(Short exercise)
In the records below, the line that contains "of the pink" marks the start. Copy it and each line after it through the end, exactly, without pictures.

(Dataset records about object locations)
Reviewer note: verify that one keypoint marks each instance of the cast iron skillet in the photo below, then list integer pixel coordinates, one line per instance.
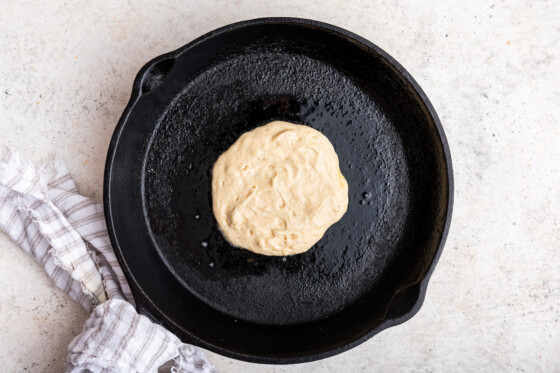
(370, 270)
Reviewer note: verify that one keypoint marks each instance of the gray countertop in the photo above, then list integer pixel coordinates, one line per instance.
(491, 70)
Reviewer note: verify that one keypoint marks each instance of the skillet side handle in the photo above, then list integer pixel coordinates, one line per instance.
(156, 74)
(405, 303)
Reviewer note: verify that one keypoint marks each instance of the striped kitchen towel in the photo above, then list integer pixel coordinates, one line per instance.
(41, 210)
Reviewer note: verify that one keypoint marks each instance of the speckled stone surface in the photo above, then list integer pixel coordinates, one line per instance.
(491, 69)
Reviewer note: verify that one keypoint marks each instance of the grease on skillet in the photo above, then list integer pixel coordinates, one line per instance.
(235, 96)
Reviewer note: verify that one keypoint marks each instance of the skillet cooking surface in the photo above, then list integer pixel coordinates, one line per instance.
(370, 269)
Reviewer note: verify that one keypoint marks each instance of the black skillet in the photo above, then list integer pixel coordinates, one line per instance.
(370, 270)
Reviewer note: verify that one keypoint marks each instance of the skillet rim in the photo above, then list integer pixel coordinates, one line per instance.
(143, 303)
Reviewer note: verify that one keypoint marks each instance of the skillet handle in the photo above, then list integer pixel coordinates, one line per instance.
(406, 302)
(155, 74)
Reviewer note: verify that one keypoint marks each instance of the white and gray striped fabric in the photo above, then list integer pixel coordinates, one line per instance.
(41, 210)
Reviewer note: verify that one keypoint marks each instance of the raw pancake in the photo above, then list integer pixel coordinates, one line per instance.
(278, 188)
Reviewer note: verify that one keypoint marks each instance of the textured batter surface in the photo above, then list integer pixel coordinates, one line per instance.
(489, 68)
(278, 188)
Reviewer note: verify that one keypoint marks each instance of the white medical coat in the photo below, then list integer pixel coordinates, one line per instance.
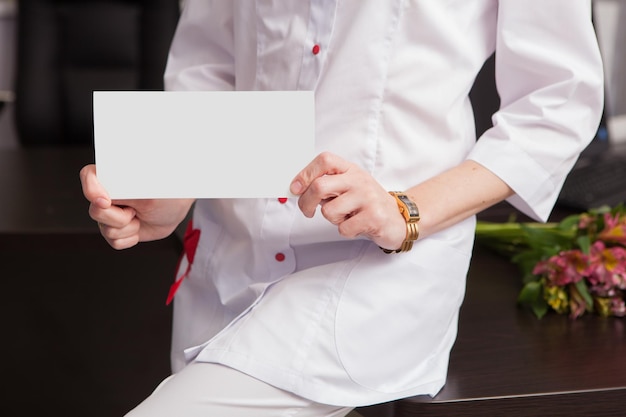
(284, 298)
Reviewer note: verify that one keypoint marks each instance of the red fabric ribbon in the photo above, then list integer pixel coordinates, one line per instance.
(190, 244)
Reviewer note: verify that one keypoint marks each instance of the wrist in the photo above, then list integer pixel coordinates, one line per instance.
(410, 213)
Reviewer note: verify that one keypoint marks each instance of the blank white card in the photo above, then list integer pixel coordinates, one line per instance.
(202, 144)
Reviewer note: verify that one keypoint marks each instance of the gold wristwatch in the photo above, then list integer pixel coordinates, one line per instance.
(411, 214)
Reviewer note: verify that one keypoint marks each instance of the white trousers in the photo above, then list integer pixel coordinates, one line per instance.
(213, 390)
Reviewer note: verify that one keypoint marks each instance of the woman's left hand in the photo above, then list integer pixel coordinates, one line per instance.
(351, 199)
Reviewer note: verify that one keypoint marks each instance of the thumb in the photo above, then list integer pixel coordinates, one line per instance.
(93, 191)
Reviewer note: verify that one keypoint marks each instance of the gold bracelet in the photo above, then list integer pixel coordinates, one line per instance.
(411, 215)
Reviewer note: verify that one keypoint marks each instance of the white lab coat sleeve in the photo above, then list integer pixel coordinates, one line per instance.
(201, 54)
(550, 79)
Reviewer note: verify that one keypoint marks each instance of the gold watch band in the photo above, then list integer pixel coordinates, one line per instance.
(410, 212)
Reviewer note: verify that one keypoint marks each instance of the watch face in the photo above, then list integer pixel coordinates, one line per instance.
(413, 211)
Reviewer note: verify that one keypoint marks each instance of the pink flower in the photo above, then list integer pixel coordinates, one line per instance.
(618, 307)
(565, 268)
(607, 269)
(614, 229)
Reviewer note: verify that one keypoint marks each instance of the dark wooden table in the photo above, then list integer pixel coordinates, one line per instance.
(505, 361)
(86, 331)
(40, 190)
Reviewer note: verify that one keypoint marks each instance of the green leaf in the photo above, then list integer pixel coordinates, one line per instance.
(581, 286)
(584, 242)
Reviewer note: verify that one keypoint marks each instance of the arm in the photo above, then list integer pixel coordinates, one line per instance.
(124, 223)
(550, 79)
(199, 59)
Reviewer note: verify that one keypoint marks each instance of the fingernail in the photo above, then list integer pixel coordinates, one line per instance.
(102, 202)
(296, 187)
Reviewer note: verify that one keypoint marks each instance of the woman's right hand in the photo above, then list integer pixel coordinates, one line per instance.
(124, 223)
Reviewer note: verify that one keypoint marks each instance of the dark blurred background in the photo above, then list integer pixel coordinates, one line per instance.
(86, 329)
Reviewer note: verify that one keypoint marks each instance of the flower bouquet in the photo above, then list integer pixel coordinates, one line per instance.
(575, 266)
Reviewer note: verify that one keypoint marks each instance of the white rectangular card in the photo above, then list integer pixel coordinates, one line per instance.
(202, 144)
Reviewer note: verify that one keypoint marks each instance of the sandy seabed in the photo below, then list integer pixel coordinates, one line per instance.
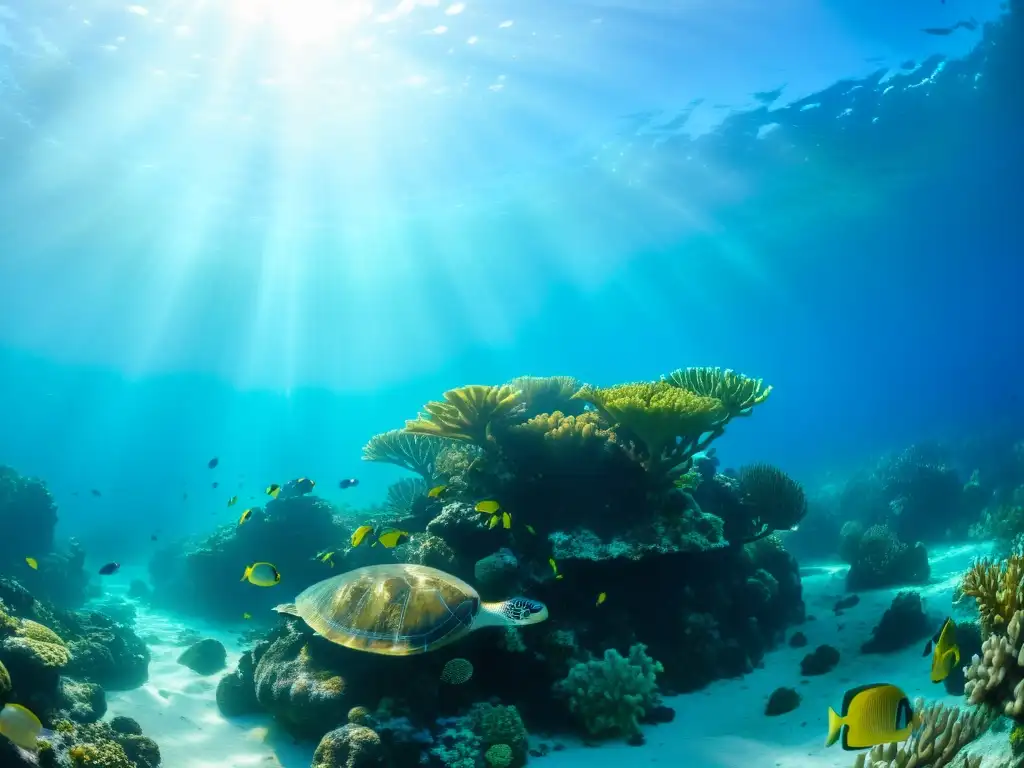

(Worked solution)
Reviewer note: verify that one keypoint marks each instance of the pink flower in the photo above, then list integer pixel coordinates, one line per instance.
(618, 307)
(565, 268)
(607, 269)
(614, 229)
Reviewer note: verify that one keypoint marks each instance of the dark wooden table in the photo above, then list integer pixel coordinates, one line per instance.
(505, 361)
(86, 331)
(40, 190)
Reviewer note: verify that one keypoint marks each instance of the green leaf in the photo above, then list integer pixel coordinates, one line per instance.
(581, 286)
(584, 242)
Reviewer note: verify that one keypoint marks each instance of the arm in the photo above, then list integer pixel coordinates, one line per instance.
(124, 223)
(550, 79)
(199, 59)
Reviewer note: verify that one keypoint marks each instance of the fingernail in the photo above, then list integer pixel coordinates, one line per instance.
(102, 202)
(296, 187)
Reviewer note: verify that one keypoint marks each instance of the woman's right hand in the photo above, then list integer pixel coordinates, one line per instance.
(124, 223)
Reviewer note: verify that one keypoint marks each instance of the dark blurred background in the photo above, then list integer pixel coordinates, one line per instance.
(86, 329)
Reviewer note: verify that one keypoint marks each instance of the flower bouquet in the photo above, then list integer pixel coordinates, one line per instance.
(575, 266)
Reviewer note: verify that one keypoint marks each instance of the white rectangular card in the photo above, then list integer pixel coordinates, one line per instance.
(202, 144)
Reviewer note: verify that one keypoint marks each instance of the sandy seabed in the photo below, then list integer pixel coordinates, one line per instance.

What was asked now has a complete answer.